Copy out exactly the lines below that run from the one holding "Each instance receives one keypoint. Put a point on the blue" to the one holding "on the background", keeping both of those lines and no others.

Material for this exercise
========================================
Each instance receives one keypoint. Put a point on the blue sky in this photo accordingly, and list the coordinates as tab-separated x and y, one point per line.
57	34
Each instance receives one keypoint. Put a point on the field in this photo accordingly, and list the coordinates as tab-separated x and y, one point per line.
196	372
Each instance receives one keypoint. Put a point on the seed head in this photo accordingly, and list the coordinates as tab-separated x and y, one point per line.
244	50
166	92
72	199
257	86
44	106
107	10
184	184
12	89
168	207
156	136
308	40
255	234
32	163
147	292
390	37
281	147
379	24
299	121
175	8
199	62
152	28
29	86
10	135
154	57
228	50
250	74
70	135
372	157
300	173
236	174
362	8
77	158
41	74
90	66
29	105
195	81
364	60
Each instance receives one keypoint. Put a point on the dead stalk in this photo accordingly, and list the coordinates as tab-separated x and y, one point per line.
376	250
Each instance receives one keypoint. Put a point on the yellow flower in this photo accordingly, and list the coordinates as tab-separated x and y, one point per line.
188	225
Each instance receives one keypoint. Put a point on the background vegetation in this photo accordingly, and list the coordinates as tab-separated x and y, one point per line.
========================================
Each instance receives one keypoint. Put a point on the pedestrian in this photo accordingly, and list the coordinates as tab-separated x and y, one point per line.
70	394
========================================
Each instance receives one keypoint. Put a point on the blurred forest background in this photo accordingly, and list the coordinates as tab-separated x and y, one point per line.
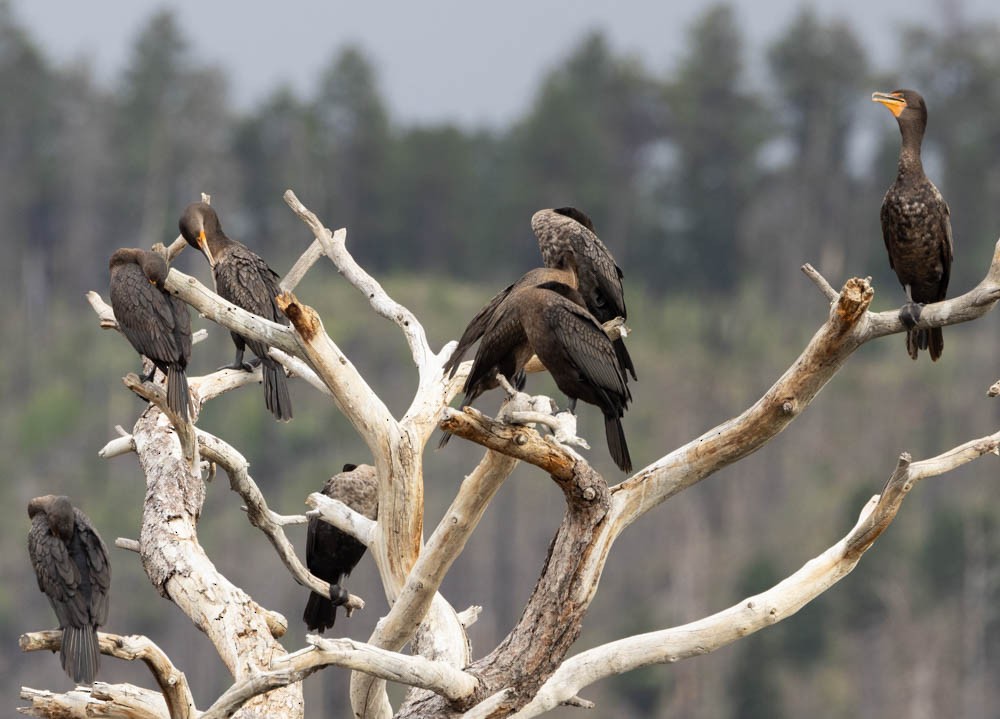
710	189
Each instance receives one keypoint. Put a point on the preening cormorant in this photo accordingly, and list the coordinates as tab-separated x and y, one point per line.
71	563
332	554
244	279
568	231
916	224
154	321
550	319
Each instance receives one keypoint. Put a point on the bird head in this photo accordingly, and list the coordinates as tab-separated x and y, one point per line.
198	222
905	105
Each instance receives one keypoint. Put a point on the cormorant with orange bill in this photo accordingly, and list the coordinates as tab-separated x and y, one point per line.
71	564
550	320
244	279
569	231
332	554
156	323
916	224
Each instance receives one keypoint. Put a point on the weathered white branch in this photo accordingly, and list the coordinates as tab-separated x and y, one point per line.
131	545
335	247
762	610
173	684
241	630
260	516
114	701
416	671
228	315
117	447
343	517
========================================
Written reply
Each instance receives one keypoint. Put a point on the blue sky in this photo accordingly, and list the coordinates as tab-separated x and y, one point per line.
57	34
Each instance receives one keypoint. Put a point on the field in this photo accordingly, and list the coordinates as tab-separated x and y, one point per line.
196	372
Each instance receives one keypoint. Put a point on the seed head in this photo accordingly, and list the coordinates as tab-separated x and y, one point per line.
244	50
166	92
72	199
257	86
44	106
107	10
184	184
12	89
168	207
156	136
308	40
255	234
32	163
147	292
390	37
281	147
379	24
299	121
175	8
199	62
152	28
29	86
10	135
154	57
228	50
250	74
70	135
372	157
300	173
236	174
362	8
77	158
41	74
90	66
29	105
195	81
364	60
Each instance receives one keypoint. Put a point on the dead stalk in this photo accordingly, and list the coordinates as tab-separated x and y, one point per line.
376	250
Each instance receives one keypoint. Put a point on the yellow flower in this photo accordingly, and list the coordinates as tab-separated x and y, one point per line.
188	225
Each instance receives one keypoint. Put a point on the background vegetation in this photo accordingly, and list the coordinates as tab-separated x and y, one point per line.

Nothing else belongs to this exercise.